BEGIN Data supplied
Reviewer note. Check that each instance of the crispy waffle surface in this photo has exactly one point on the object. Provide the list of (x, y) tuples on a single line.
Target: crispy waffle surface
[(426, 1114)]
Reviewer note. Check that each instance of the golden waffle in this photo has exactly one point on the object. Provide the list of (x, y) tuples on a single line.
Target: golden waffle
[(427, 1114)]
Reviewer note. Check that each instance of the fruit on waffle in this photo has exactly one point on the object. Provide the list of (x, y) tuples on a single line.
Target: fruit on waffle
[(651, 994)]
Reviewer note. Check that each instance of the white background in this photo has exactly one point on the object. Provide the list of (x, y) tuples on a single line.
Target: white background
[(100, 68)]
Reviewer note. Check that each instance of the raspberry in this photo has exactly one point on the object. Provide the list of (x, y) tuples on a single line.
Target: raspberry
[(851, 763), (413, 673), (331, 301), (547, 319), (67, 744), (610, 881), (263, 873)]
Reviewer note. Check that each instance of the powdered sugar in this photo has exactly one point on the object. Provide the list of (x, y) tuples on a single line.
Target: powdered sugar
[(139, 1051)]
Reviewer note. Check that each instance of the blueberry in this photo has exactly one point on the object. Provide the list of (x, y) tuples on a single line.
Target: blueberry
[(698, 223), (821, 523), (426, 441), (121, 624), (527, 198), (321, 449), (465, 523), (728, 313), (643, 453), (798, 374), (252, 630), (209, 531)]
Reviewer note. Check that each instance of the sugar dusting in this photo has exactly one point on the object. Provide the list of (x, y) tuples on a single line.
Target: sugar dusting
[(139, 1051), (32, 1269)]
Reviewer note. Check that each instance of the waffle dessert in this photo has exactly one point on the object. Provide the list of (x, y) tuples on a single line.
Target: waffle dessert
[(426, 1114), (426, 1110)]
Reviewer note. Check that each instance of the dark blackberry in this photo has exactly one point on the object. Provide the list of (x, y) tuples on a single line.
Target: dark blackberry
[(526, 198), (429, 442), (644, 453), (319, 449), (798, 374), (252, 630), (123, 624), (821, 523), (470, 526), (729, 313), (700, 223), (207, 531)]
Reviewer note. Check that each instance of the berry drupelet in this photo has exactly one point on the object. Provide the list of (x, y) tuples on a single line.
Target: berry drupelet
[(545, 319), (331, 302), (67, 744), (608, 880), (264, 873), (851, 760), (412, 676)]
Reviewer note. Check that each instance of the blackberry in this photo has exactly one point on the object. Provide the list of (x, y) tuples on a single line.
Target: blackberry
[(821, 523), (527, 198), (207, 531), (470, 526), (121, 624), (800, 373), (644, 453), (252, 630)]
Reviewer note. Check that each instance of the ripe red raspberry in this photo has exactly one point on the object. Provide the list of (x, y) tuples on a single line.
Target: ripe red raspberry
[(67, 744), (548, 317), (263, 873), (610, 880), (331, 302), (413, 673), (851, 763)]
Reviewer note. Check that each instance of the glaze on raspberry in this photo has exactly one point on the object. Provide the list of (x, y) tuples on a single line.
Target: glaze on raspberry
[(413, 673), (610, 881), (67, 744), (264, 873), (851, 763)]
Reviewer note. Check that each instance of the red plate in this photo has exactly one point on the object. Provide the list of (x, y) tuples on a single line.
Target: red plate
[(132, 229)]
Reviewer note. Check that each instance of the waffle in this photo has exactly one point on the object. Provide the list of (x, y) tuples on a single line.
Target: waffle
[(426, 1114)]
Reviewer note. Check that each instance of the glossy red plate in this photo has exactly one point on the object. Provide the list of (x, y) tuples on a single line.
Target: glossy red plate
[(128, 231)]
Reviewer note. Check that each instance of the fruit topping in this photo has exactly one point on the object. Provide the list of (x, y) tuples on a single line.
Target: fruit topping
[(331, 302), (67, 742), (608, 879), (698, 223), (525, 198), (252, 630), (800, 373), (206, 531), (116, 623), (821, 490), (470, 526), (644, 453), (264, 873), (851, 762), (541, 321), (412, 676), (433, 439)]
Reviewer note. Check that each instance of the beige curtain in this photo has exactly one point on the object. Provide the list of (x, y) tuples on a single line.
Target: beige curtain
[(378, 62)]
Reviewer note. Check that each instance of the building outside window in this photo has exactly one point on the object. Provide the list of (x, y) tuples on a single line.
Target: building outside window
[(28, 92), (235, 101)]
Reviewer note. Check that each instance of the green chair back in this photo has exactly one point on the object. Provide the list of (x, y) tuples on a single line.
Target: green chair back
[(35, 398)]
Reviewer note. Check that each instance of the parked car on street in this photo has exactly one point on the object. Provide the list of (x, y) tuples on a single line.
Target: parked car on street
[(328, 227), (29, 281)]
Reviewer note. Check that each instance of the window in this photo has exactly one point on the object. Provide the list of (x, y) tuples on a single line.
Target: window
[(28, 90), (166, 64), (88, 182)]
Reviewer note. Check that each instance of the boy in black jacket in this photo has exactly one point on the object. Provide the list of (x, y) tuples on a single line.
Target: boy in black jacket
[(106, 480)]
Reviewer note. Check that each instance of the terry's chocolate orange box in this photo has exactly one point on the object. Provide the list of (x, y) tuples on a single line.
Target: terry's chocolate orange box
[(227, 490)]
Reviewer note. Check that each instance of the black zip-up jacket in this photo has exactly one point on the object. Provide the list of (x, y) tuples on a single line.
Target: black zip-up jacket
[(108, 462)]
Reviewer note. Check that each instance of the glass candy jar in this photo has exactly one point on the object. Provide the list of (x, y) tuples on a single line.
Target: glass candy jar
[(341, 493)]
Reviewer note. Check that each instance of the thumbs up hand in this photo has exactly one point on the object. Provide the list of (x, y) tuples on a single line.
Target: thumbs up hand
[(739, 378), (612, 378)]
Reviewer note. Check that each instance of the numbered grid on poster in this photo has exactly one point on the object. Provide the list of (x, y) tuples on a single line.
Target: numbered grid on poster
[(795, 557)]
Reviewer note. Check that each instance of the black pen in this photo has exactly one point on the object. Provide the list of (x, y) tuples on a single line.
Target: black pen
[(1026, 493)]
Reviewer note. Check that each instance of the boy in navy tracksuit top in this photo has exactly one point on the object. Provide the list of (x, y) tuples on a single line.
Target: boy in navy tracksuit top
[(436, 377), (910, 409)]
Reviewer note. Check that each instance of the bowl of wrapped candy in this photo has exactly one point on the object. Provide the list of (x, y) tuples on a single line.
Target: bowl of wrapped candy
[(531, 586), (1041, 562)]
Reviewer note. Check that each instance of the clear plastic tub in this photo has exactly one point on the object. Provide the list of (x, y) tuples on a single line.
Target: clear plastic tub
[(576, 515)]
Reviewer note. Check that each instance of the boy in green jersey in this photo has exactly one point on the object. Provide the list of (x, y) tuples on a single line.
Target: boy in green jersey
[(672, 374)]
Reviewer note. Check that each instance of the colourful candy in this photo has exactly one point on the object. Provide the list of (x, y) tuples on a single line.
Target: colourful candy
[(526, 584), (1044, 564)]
END Data supplied
* _Problem to work on_:
The full set of records above must be retyped exactly.

* _Result of this task_:
Reviewer note. Check that each instance of the crispy waffle surface in this photo has exactly one point on the object. Provide the list of (x, y) tuples on a single line.
Target: crispy waffle surface
[(426, 1114)]
Reviewer note. Check that each instance of the golden waffle in this photo has exactly one point on the object. Provide the list of (x, y) tuples on a single line.
Target: golden waffle
[(427, 1114)]
Reviewer note. Check that each instance of the fruit on waffle in this photo has exactly one point on the object. Provide the list of (x, y) tuples on a single line.
Target: fruit on waffle
[(651, 994)]
Reviewer note. Check that each instance of the white background in this photo has exactly one point on the object. Provide the list of (x, y) tuples on a single line.
Target: white background
[(100, 68)]
Reviewer note. Check that each instance of the raspberry in this photo has exactly one point on the object. Provide the list of (x, y) tuples on a single line.
Target: raspberry
[(851, 763), (413, 673), (331, 301), (547, 319), (67, 744), (610, 881), (263, 873)]
Reviewer note. Check that each instance of the powdered sugar in this photo has exactly one point on the object. Provide the list of (x, y) tuples on a single line.
Target: powdered sugar
[(139, 1051)]
Reviewer note. Check that each instance of the blueberry in this photo has exactly one point on the object. Provide the list of (x, y) tuples on a single line.
Target: blueberry
[(698, 223), (821, 523), (426, 441), (121, 624), (527, 198), (321, 449), (465, 523), (728, 313), (643, 453), (798, 374), (252, 630), (209, 531)]
Reviewer note. Check that each instance of the sugar dusting in this photo has exactly one point on the object. Provide the list of (x, y) tuples on a single line.
Target: sugar dusting
[(139, 1051), (32, 1269)]
Reviewer note. Check that each instance of the waffle dessert in this photo has exactly one point on the object. Provide the list of (x, y) tuples on a single line.
Target: waffle dessert
[(426, 1114), (426, 1110)]
Reviewer note. Check that each instance of the dark blackberry in this photo has exactly one point on the object. Provide the list of (x, y) tuples on a single line.
Target: dark blackberry
[(526, 198), (429, 442), (644, 453), (319, 449), (798, 374), (252, 630), (123, 624), (821, 523), (470, 526), (729, 313), (700, 223), (207, 531)]
Reviewer note. Check that each instance of the berry drupelet in this photo has exactly one point on the object. Provide the list of (x, y) tuples on a single line.
Target: berry drupelet
[(545, 319), (331, 302), (67, 744), (608, 880), (264, 873), (851, 760), (412, 676)]
Reviewer note. Check that each instance of the blackberry in this photo has exactly one point on the object. Provide the list of (x, y) tuples on a single line.
Target: blackberry
[(821, 523), (527, 198), (207, 531), (470, 526), (121, 624), (800, 373), (644, 453), (252, 630)]
Reviewer note. Check that each instance of the ripe red raspberry in this photo has exactly one point on the object. Provide the list of (x, y) tuples on a single line.
Target: ripe red raspberry
[(67, 744), (548, 317), (263, 873), (610, 880), (331, 302), (413, 673), (851, 763)]
Reviewer note. Check that each instance of the glaze on raspberry in this photo has exactly one point on the object. Provide the list of (x, y) tuples on a single line.
Target: glaze on raspberry
[(413, 673), (610, 881), (67, 744), (264, 873), (851, 763)]
Reviewer note. Check that each instance of the red plate in this photo has exactly one point on the object. Provide the list of (x, y) tuples on a single line.
Target: red plate
[(132, 229)]
Reviewer note. Check that each instance of the waffle in this photo has exactly one point on the object. Provide the list of (x, y) tuples on a single line.
Target: waffle
[(426, 1114)]
Reviewer note. Check that each instance of the glossy red plate in this photo has exactly one point on the object. Provide the list of (x, y) tuples on a single line.
Target: glossy red plate
[(128, 231)]
Reviewer note. Check that each instance of the fruit topping in this photo has exactly one point on the object. Provide the list of (x, y) tuples on a single line.
Target: fruit topping
[(331, 302), (67, 742), (608, 879), (698, 223), (525, 198), (252, 630), (800, 373), (206, 531), (116, 623), (821, 490), (470, 526), (644, 453), (264, 873), (851, 762), (541, 321), (412, 676), (433, 439)]
Reviewer note. Check that each instance of the beige curtain in this photo has exactly one point on the object. Provide the list of (x, y) tuples on a single line.
Target: beige curtain
[(378, 62)]
Reviewer note. Check that each instance of the building outside window in this photo has exactly one point on the object. Provide the list of (x, y) tuples on a single line.
Target: building outside window
[(28, 92), (235, 101)]
Reviewer note. Check that each instance of the green chair back in this photo has exactly one point on the object. Provide the list of (x, y) tuples on a single line.
Target: green chair back
[(35, 398)]
Reviewer note. Check that each instance of the parked car on street in this photo has exactly one point on the object. Provide the list of (x, y) tuples on a single line.
Target: parked car on street
[(328, 227), (29, 281)]
Reviewer note. Check that each instance of the window in this photo has exactly one point on the object. Provide the list of (x, y) tuples on a single line.
Target: window
[(28, 90), (166, 64), (88, 182)]
Reviewer note. Check that each instance of the boy in black jacket in this photo has exactly one point on the object. Provide the list of (x, y) tuples on a single line.
Target: boy in black jacket
[(106, 480)]
Reviewer note. Check that each instance of the terry's chocolate orange box in this photo has exactly one point on the object. Provide the list of (x, y) tuples on a single line.
Target: terry's chocolate orange box
[(227, 490)]
Reviewer note. Check that each instance of the black zip-up jacket in this photo has exactly one point on the object. Provide the list of (x, y) tuples on a single line.
Target: black zip-up jacket
[(108, 462)]
Reviewer note. Check that each instance of the glass candy jar in this photo has exactly one point on the object. Provide the list of (x, y) tuples on a single line.
Target: glass candy jar
[(341, 493)]
Reviewer note. Check that each instance of the thumbs up hand in this photo has exactly one point on the object. Provide the list of (x, y) tuples on a single line.
Target: thumbs up hand
[(739, 378), (612, 378)]
Reviewer note. Check that each instance of the numbered grid on poster in this photo has exactly one point on the object. Provide the list of (x, y) tuples on a single line.
Target: numbered grid on poster
[(795, 557)]
Reviewer note. Check that each instance of the black pen in this photo has exactly one point on the object. Provide the list of (x, y) tuples on a single line.
Target: black pen
[(1026, 493)]
Reviewer note. Check that each instance of the boy in navy tracksuit top in this photo has exactly one point on the object. Provide the list of (x, y) tuples on a single line.
Target: boy in navy tracksuit top
[(436, 377), (910, 409)]
Reviewer note. Check that each instance of the bowl of wrapped candy in this photo has exactly one point on the object. Provide the list of (x, y) tuples on a single line.
Target: bowl of wrapped candy
[(531, 586), (1041, 562)]
Reviewer note. Check that each instance of the clear plastic tub in this photo has exactly one point on the object. Provide the list of (x, y) tuples on a single line.
Target: clear plastic tub
[(576, 515)]
Reviewer note. Check that each instance of the boy in green jersey in this photo has exactly one point on the object. Provide the list of (x, y) tuples on a single line.
Target: boy in green jersey
[(672, 374)]
Reviewer note. Check that each instance of the colourful candy in this photo has exactly one point on the object. Provide the list of (x, y) tuples on a single line.
Target: colourful candy
[(526, 584), (1044, 564)]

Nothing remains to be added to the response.